◆ TEXT PASSAGE ◆
-- BEGIN --

[openstack-dev] Thoughts on the patch test failure rate and moving forward
Robert Collins
robertc at robertcollins.net
Fri Jul 25 21:50:01 UTC 2014
On 26 July 2014 08:20, Matthew Treinish <mtreinish at kortar.org> wrote:
>> This is also more of a pragmatic organic approach to figuring out the
>> interfaces we need to lock down. When one projects breaks depending on
>> an interface in another project, that should trigger this kind of
>> contract growth, which hopefully formally turns into a document later
>> for a stable interface.
>
> So notifications are a good example of this, but I think how we handled this
> is also an example of what not to do. The order was backwards, there should
> have been a stability guarantee upfront, with a versioning mechanism on
> notifications when another project started relying on using them. The fact that
> there are at least 2 ML threads on how to fix and test this at this point in
> ceilometer's life seems like a poor way to handle it. I don't want to see us
> repeat this by allowing cross-project interactions to depend on unstable
> interfaces.
+1
> I agree that there is a scaling issue, our variable testing quality and coverage
> between all the projects in the tempest tree is proof enough of this. I just
> don't want to see us lose the protection we have against inadvertent changes.
> Having the friction of something like the tempest two step is important, we've
> blocked a lot of breaking api changes because of this.
>
> The other thing to consider is that when we adopted branchless tempest part of
> the goal there was to ensure the consistency between release boundaries. If
> we're really advocating dropping most of the API coverage out of tempest part of
> the story needs to be around how we prevent things from slipping between release
> boundaries too.

-- END --

◆ TASK ◆
In the message about patch test failure rates, rewrite the paragraph beginning "So notifications are a good example" as a short bulleted list that keeps its main facts. The data that come next have no connection to the message.

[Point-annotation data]
-- BEGIN --

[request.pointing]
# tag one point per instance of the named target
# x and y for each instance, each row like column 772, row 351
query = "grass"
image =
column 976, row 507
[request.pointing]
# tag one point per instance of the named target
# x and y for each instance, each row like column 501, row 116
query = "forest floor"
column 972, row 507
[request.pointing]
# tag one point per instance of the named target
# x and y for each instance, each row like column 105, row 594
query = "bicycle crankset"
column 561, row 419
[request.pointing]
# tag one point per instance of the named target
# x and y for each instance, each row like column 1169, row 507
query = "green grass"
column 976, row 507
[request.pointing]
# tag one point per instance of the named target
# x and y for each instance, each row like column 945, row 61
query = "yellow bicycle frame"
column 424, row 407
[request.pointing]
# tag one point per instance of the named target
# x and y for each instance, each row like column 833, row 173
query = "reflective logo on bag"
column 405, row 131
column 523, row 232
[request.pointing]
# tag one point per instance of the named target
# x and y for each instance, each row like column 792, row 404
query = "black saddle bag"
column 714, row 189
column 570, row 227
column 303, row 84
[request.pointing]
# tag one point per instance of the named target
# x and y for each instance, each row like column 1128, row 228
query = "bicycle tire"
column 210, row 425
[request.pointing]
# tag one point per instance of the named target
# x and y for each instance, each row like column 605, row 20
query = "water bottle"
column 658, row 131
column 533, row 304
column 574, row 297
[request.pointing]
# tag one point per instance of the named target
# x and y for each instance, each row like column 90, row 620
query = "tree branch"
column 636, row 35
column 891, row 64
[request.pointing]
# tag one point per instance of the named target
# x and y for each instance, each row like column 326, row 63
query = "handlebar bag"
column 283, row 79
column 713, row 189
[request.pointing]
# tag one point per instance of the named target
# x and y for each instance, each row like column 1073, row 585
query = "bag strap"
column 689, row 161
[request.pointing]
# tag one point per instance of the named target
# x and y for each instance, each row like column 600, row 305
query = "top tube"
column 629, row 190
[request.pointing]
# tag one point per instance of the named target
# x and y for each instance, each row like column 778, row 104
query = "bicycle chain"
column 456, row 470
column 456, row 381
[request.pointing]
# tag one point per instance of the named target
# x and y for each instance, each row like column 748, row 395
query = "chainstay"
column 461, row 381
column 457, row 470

-- END --

◆ FINISHED EXERCISE ◆
- Notifications are a good example of the point, but how they were handled is also an example of what not to do.
- The order was backwards: a stability guarantee should have existed upfront, with versioning on notifications once another project began relying on them.
- At least two mailing-list threads on how to fix and test this, at this point in ceilometer's life, show it was handled poorly.
- Cross-project interactions should not again be allowed to depend on unstable interfaces.